__EXTRACTED DATA__:
►

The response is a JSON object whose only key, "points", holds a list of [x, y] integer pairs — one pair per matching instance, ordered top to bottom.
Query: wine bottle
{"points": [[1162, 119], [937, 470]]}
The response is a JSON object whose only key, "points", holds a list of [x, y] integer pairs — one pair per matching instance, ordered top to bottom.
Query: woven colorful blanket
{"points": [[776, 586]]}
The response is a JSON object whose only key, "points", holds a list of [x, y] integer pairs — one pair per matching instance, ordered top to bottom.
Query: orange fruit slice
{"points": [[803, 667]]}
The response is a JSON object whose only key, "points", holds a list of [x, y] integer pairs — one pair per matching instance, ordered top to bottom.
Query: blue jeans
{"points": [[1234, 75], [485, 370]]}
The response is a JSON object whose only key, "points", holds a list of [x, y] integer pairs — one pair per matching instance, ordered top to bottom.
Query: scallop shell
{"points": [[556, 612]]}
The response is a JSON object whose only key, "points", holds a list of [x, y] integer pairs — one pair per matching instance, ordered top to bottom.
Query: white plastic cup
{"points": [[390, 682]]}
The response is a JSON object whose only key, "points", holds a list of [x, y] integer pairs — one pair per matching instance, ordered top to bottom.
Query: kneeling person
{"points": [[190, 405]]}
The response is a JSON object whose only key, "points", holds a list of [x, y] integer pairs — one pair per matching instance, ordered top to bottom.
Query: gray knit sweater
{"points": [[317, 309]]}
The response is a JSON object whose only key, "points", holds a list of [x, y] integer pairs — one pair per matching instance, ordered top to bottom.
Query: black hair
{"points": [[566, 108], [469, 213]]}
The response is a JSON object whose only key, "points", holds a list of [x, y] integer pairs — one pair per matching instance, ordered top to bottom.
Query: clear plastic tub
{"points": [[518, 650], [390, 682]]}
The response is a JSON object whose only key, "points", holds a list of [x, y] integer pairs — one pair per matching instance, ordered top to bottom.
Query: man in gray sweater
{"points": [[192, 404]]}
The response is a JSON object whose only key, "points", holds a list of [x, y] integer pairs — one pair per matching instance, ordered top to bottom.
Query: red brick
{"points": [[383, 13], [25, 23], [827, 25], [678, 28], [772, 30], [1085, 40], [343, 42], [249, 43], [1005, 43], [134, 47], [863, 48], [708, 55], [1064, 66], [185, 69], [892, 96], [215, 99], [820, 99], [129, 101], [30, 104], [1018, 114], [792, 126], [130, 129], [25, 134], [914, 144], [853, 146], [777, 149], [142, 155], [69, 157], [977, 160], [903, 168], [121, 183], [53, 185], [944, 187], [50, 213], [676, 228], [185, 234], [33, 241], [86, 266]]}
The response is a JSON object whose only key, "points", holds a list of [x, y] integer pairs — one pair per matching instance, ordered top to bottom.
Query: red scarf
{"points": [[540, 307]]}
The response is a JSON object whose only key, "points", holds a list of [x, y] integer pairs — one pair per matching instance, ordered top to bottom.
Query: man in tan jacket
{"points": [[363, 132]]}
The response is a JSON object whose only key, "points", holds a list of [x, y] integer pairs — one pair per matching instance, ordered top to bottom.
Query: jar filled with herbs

◄

Every entry should be printed again exactly as written.

__SOLUTION TO THE EXERCISE__:
The response is a JSON object whose only key, "points", holds a list of [x, y] integer pairs — one pair per matching instance, ordered top to bottom.
Query: wine bottle
{"points": [[1162, 119], [937, 470]]}
The response is a JSON object whose only key, "points", holds a list of [x, y] integer pairs — one pair per matching instance, ordered top to bottom.
Query: woven colorful blanket
{"points": [[776, 586]]}
The response is a JSON object whose only key, "points", holds a list of [x, y] integer pairs — one pair per matching instance, ordered top to bottom.
Query: orange fruit slice
{"points": [[803, 667]]}
The response is a JSON object whose only key, "points", holds a list of [x, y] integer pairs — one pair per matching instance, ordered top to bottom.
Query: blue jeans
{"points": [[1234, 75], [485, 370]]}
The response is a JSON object whose only key, "points", holds a list of [x, y] integer pairs — one pair per matching instance, ordered top to bottom.
Query: scallop shell
{"points": [[556, 612]]}
The response is a JSON object whose only key, "points", holds a list of [x, y] integer pairs — one pair per matching instance, ordered top to bottom.
Query: white plastic cup
{"points": [[390, 682]]}
The response is a JSON object whose only key, "points", holds a list of [x, y] integer pairs — one pair per matching instance, ordered top to bottom.
Query: kneeling person
{"points": [[190, 405]]}
The response is a JSON object whose only key, "points", holds a list of [x, y] integer pairs — one pair per matching instance, ordered top to bottom.
Query: gray knit sweater
{"points": [[317, 309]]}
The response is a JSON object whose only key, "points", holds a list of [x, y] integer pairs — one pair per matching instance, ordered top to bottom.
Query: black hair
{"points": [[566, 108], [469, 213]]}
The response is a JSON object whose only key, "points", holds a list of [x, y] integer pairs — one pair per matching instance, ordered top to bottom.
Query: clear plastic tub
{"points": [[518, 650], [390, 682]]}
The response is a JSON object whose only key, "points", holds a list of [x, y] integer pairs — one pair per matching instance, ordered top to bottom.
Query: man in gray sweater
{"points": [[192, 404]]}
The response is a JSON object whose only key, "points", holds a list of [x, y] integer pairs — one pair per matching instance, ordered top to bottom.
Query: red brick
{"points": [[383, 13], [25, 23], [827, 25], [678, 28], [772, 30], [1085, 40], [343, 42], [249, 43], [1005, 43], [134, 47], [863, 48], [708, 55], [1064, 66], [185, 69], [892, 96], [215, 99], [820, 99], [129, 101], [30, 104], [1018, 114], [792, 126], [130, 129], [25, 134], [914, 144], [853, 146], [777, 149], [142, 155], [69, 157], [977, 160], [903, 168], [121, 183], [53, 185], [944, 187], [50, 213], [676, 228], [185, 234], [33, 241], [86, 266]]}
The response is a JSON object whose only key, "points", holds a list of [x, y] integer pairs — one pair per matching instance, ordered top to bottom.
Query: red scarf
{"points": [[540, 307]]}
The response is a JSON object whose only key, "points", holds a list of [x, y] integer pairs — one pair per matching instance, ordered top to bottom.
Query: man in tan jacket
{"points": [[363, 132]]}
The response is a JSON object whose only key, "points", holds a list of [x, y] integer pairs — one pair per matching instance, ordered top to bottom.
Query: jar filled with herbs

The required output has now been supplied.